Task
The answer is the set of lines that include "logo", copied from the data below.

>>>>

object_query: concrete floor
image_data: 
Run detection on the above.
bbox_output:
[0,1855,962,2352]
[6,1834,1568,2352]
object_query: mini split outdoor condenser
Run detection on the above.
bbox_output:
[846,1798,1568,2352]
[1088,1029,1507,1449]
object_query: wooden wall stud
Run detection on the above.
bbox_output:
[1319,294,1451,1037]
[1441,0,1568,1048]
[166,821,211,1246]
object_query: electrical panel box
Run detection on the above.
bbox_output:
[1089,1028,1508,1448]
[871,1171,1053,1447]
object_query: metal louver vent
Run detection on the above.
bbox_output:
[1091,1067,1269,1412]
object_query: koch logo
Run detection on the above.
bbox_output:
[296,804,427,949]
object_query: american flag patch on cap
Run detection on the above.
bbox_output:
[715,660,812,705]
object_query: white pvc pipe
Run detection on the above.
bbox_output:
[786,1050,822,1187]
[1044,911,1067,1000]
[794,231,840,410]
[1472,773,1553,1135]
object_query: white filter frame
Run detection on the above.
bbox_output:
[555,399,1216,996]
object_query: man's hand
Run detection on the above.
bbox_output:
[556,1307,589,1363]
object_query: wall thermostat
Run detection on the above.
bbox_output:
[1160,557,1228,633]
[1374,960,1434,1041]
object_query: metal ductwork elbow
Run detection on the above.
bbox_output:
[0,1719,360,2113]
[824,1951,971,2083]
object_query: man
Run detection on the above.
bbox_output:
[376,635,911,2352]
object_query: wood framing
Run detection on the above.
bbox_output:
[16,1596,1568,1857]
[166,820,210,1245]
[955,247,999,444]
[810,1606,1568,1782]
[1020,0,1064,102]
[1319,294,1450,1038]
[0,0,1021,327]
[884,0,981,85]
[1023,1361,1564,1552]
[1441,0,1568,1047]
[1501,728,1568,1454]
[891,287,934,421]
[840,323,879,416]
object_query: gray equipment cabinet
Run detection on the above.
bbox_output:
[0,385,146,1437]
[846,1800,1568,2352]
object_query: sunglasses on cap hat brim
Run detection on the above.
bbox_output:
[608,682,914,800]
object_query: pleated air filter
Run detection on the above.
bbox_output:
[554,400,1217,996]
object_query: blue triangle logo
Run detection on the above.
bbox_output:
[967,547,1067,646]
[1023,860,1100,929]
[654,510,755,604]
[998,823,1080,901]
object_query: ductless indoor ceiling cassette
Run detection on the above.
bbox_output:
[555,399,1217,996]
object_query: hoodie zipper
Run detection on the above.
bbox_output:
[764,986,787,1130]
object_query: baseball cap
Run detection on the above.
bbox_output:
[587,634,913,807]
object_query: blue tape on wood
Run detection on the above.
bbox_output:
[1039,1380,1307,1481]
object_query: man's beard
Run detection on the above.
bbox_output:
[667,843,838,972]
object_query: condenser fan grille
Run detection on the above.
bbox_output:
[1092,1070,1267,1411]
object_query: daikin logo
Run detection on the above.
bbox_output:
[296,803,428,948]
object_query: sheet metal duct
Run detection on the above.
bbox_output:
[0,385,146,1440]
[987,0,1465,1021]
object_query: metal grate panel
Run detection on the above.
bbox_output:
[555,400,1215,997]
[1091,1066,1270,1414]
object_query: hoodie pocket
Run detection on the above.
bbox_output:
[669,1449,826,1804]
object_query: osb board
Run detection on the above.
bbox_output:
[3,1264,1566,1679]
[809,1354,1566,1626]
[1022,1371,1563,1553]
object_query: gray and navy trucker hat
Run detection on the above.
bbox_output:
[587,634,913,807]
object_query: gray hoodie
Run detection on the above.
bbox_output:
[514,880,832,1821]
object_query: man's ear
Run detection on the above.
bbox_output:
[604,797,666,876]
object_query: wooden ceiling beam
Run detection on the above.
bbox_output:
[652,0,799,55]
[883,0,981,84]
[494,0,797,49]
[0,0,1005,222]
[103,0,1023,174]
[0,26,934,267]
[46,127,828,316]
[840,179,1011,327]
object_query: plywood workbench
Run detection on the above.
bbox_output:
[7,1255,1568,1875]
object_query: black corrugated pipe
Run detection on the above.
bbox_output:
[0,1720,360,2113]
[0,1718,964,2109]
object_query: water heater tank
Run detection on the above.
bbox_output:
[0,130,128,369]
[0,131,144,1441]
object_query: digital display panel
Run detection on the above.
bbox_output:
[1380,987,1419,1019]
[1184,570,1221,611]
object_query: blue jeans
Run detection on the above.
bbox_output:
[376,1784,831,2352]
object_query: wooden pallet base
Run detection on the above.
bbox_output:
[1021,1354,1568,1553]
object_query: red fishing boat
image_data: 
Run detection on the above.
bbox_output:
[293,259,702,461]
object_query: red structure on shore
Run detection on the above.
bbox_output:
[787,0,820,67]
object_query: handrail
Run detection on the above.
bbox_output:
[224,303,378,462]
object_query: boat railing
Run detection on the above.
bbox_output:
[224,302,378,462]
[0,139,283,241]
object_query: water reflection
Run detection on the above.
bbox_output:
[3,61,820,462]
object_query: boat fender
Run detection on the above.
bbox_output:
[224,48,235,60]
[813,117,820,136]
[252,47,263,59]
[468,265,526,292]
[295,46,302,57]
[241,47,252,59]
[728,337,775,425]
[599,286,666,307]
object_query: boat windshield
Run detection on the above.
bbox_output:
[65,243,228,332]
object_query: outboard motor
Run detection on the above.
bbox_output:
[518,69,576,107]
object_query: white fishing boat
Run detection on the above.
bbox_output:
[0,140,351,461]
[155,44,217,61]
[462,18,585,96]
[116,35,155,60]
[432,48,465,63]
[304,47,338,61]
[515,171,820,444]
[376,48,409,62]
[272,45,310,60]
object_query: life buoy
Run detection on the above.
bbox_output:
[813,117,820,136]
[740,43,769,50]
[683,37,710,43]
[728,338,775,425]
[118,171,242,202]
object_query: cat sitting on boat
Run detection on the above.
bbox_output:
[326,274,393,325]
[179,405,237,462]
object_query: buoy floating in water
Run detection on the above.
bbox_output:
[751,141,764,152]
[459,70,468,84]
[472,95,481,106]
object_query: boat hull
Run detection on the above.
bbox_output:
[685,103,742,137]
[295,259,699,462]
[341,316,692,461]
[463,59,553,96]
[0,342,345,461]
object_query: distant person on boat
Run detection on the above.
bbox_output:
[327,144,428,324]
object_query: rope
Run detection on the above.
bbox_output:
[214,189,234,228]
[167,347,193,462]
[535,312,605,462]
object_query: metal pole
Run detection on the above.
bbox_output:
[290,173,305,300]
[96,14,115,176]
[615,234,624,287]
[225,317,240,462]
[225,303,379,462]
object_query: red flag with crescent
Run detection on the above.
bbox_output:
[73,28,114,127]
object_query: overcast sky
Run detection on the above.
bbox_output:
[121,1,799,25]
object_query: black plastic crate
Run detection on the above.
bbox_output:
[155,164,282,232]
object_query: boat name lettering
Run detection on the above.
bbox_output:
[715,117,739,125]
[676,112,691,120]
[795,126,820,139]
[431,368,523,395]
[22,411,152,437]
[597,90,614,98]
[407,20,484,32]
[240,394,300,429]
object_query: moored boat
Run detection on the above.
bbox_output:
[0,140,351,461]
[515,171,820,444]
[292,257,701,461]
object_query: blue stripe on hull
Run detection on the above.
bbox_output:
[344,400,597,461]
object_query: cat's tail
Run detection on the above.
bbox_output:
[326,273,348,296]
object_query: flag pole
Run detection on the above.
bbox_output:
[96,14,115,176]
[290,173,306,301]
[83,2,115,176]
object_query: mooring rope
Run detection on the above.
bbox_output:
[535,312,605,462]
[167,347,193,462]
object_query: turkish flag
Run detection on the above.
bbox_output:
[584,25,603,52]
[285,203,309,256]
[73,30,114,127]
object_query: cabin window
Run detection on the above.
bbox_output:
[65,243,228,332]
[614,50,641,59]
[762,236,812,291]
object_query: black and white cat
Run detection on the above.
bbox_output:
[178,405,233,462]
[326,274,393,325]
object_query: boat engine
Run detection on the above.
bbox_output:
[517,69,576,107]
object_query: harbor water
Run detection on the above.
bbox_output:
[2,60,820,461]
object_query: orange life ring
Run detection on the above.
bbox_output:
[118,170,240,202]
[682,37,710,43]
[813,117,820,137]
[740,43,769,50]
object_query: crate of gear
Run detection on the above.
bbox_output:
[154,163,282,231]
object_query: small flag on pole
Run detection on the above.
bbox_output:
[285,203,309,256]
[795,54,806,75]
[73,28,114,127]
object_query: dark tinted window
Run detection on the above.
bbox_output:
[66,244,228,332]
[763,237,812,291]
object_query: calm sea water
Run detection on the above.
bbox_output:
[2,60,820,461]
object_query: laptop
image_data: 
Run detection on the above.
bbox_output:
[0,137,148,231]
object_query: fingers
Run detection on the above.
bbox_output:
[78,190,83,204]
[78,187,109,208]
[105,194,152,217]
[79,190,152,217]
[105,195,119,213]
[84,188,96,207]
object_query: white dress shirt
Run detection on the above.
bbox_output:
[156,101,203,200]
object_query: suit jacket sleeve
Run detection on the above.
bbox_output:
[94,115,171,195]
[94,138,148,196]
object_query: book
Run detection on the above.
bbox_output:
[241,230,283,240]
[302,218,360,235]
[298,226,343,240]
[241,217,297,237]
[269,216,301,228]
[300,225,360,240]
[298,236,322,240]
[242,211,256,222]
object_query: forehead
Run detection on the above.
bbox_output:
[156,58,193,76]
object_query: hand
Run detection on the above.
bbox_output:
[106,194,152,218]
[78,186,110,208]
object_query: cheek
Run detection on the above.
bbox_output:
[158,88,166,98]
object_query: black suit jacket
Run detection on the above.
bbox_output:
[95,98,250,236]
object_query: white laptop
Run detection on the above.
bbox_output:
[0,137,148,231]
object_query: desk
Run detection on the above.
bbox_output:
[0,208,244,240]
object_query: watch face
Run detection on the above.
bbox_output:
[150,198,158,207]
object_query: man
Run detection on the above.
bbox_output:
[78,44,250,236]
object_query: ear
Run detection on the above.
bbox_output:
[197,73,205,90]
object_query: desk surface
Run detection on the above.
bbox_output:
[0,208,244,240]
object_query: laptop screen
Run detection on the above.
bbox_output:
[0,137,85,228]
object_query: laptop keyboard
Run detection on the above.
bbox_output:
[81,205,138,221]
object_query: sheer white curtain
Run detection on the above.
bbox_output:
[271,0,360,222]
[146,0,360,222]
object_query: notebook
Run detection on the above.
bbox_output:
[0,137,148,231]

<<<<

Answer space
object_query: koch logo
object_query: blue triangle logo
object_query: daikin logo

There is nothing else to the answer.